WHAT TO PRODUCE: Check every line below for the string "dirt". Copy the ones that have it.

------ EXTRACTED INFORMATION ------

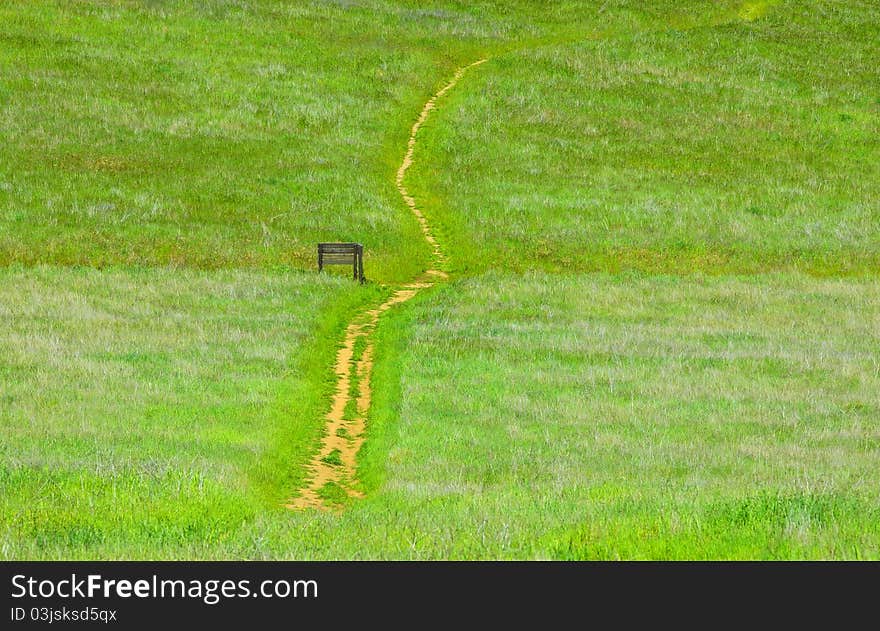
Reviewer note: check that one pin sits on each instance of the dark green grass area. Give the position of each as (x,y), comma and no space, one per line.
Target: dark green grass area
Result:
(661,335)
(635,417)
(231,134)
(166,406)
(745,147)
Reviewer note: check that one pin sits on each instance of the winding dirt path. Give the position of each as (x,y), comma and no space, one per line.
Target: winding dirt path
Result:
(333,469)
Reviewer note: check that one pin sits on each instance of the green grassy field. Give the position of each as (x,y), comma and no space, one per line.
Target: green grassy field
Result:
(660,339)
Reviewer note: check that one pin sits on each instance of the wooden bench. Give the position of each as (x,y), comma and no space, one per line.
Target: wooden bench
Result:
(342,254)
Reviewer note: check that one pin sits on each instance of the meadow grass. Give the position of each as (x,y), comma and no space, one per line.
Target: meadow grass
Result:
(562,416)
(628,382)
(159,404)
(745,147)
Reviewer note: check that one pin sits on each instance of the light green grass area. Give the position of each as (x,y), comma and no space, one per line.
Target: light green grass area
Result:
(157,406)
(231,134)
(624,416)
(660,339)
(745,147)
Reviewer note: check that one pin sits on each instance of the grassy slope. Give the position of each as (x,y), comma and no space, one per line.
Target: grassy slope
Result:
(652,417)
(157,406)
(605,416)
(741,148)
(517,478)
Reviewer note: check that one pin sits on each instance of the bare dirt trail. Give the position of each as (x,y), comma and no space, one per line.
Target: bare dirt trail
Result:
(333,469)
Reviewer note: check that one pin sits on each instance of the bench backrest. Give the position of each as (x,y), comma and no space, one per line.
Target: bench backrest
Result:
(342,254)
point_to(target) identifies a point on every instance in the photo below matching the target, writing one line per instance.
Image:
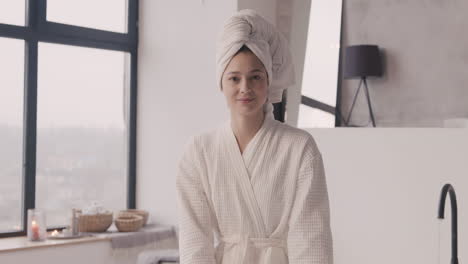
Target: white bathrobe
(268, 205)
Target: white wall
(177, 92)
(384, 184)
(297, 42)
(384, 187)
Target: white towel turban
(247, 27)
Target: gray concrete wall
(426, 57)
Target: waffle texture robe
(267, 205)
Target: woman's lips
(245, 101)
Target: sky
(76, 86)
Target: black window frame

------

EXERCISE ANSWER:
Reviewer note: check that one pin sits on each instance of the winding dirt path. Give the position of each as (x,y), comma and no space, one per line.
Target: winding dirt path
Reviewer note: check that one pin sits on each instance of the bare dirt trail. Give the position of each as (x,y), comma and no space, one per line.
Target: bare dirt trail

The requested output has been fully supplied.